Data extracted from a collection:
----------------
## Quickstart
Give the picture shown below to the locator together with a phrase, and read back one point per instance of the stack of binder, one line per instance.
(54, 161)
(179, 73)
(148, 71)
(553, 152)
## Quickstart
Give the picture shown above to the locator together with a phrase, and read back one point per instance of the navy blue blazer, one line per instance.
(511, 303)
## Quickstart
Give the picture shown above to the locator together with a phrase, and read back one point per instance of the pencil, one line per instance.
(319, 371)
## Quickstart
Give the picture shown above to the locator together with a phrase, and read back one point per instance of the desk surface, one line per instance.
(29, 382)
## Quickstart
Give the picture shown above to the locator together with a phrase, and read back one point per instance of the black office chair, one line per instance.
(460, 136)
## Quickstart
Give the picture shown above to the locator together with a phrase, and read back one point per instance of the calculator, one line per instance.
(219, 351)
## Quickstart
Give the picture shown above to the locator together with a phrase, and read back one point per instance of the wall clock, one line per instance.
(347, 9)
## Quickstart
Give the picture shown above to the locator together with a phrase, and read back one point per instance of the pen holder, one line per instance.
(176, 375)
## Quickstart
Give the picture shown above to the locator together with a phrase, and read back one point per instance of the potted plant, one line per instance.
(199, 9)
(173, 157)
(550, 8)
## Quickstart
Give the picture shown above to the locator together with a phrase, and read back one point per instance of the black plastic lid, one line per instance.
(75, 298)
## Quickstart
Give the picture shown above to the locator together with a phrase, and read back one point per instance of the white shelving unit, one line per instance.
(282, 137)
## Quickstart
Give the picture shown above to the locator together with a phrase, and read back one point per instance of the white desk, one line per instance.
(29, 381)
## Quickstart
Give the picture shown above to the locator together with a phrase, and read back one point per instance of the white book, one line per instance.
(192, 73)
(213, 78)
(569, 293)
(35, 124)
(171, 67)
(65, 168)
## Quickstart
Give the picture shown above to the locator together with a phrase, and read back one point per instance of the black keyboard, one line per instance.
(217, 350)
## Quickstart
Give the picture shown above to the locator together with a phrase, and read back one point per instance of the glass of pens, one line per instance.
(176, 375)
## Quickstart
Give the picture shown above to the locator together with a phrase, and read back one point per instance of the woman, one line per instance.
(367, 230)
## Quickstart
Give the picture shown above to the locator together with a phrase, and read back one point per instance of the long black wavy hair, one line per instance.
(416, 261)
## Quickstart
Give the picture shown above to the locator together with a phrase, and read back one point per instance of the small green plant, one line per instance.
----------------
WHAT THE TASK REQUIRES: Would you give the material above again, complete and exact?

RESPONSE TO THE TASK:
## Quickstart
Give the picture shown below to the locator together with a phrase, and read back one point per instance of the stack of binder, one line per instance.
(54, 161)
(179, 73)
(148, 71)
(553, 152)
## Quickstart
Give the picture shown above to the locator together with a phrase, and read back one point per instance of the navy blue blazer, one line per instance.
(511, 303)
## Quickstart
Give the picture shown above to the locator together with a phrase, and read back one point per instance of the pencil, one line per instance.
(319, 371)
## Quickstart
Give the picture shown above to the locator together with a phrase, and read back one point per instance of the desk surface, one line per instance.
(29, 382)
## Quickstart
Give the picture shown above to the locator together with a phrase, and read back one point per instance of the black office chair, one line per instance.
(460, 136)
## Quickstart
Give the picture shown above to the locator together with a phrase, and read back one point per instance of the calculator, one line per instance.
(219, 351)
## Quickstart
Give the picture shown above to the locator together with a phrase, and read back one point per instance of the wall clock, one line per instance.
(347, 9)
## Quickstart
Give the picture shown above to the locator together with a phrase, and read back one point per instance of the pen holder, one line per instance.
(176, 375)
## Quickstart
Give the picture shown above to the locator together with a phrase, and read back one point per instance of the potted plant, one line per instance.
(199, 9)
(173, 157)
(550, 8)
## Quickstart
Give the picture shown above to the locator together with a phrase, and read back one point per instance of the black plastic lid, one line per instance.
(75, 298)
## Quickstart
Give the picture shown above to the locator together with a phrase, and read back one point per instance of the white shelving unit, one line per instance.
(282, 137)
## Quickstart
Give the picture shown above to the locator together with a phrase, and read back one point per instance of the white desk, one line per instance.
(29, 381)
## Quickstart
Give the picture shown above to the locator together with a phrase, and read back one point per instance of the white book, one line per instance.
(192, 73)
(213, 78)
(569, 293)
(35, 124)
(171, 67)
(65, 168)
## Quickstart
Give the picture shown above to the locator together with a phrase, and read back one point per instance of the black keyboard, one line per instance.
(217, 350)
## Quickstart
Give the picture shown above to the locator together with a phrase, and read back one point per instance of the glass of pens, one line per instance.
(176, 375)
## Quickstart
Give the picture shown above to the locator together with a phrase, and read back one point per instance of the woman, one line per instance.
(367, 230)
## Quickstart
Give the picture shown above to the locator together with a phrase, and read back one point per instance of the long black wavy hair, one line per instance.
(416, 261)
## Quickstart
Give the picture shown above to the locator together with a phrase, and read back one point per instance of the small green plant, one line per instance.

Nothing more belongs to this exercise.